─── RECORDS FOR THIS EXERCISE ───

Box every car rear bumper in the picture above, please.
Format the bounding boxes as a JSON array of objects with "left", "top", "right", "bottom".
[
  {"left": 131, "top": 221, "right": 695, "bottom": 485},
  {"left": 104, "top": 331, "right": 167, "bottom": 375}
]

───

**AIM OF THE EXERCISE**
Could you output every entry above exactly as it stands?

**SOLUTION FOR THIS EXERCISE**
Box every car rear bumper in the picture above, please.
Format the bounding boxes as a JSON array of objects with "left", "top", "right", "bottom".
[
  {"left": 131, "top": 221, "right": 695, "bottom": 485},
  {"left": 104, "top": 331, "right": 167, "bottom": 375}
]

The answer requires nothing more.